(Items from a data source)
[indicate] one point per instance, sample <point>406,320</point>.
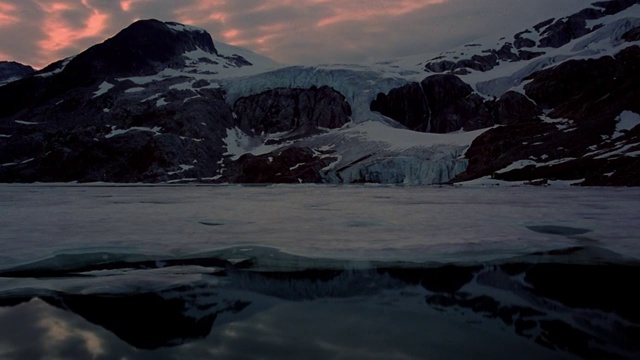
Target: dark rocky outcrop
<point>587,89</point>
<point>291,165</point>
<point>300,111</point>
<point>407,105</point>
<point>585,97</point>
<point>117,137</point>
<point>444,103</point>
<point>11,71</point>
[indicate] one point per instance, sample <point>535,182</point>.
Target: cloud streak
<point>38,32</point>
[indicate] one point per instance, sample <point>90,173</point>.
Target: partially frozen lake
<point>354,271</point>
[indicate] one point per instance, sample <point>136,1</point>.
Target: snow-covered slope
<point>207,111</point>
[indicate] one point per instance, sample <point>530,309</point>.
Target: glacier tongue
<point>373,152</point>
<point>359,85</point>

## Task statement
Leave the pictures out, and restate exactly the lines from the start of the records through the one that contains "instance, sample <point>530,309</point>.".

## Result for this exercise
[indicate] one point per instance, sample <point>406,320</point>.
Target: dark rocky outcrop
<point>587,89</point>
<point>291,165</point>
<point>300,111</point>
<point>407,105</point>
<point>585,97</point>
<point>117,137</point>
<point>444,103</point>
<point>11,71</point>
[indicate] one point per instance, sample <point>535,182</point>.
Target: cloud streak
<point>38,32</point>
[indicate] one point per instance, sample <point>90,173</point>.
Target: partially frozen lake
<point>354,271</point>
[indicate] one point per instance, sample <point>136,1</point>.
Target: snow-covered slope
<point>207,111</point>
[indicate] one point per instance, sample <point>530,309</point>.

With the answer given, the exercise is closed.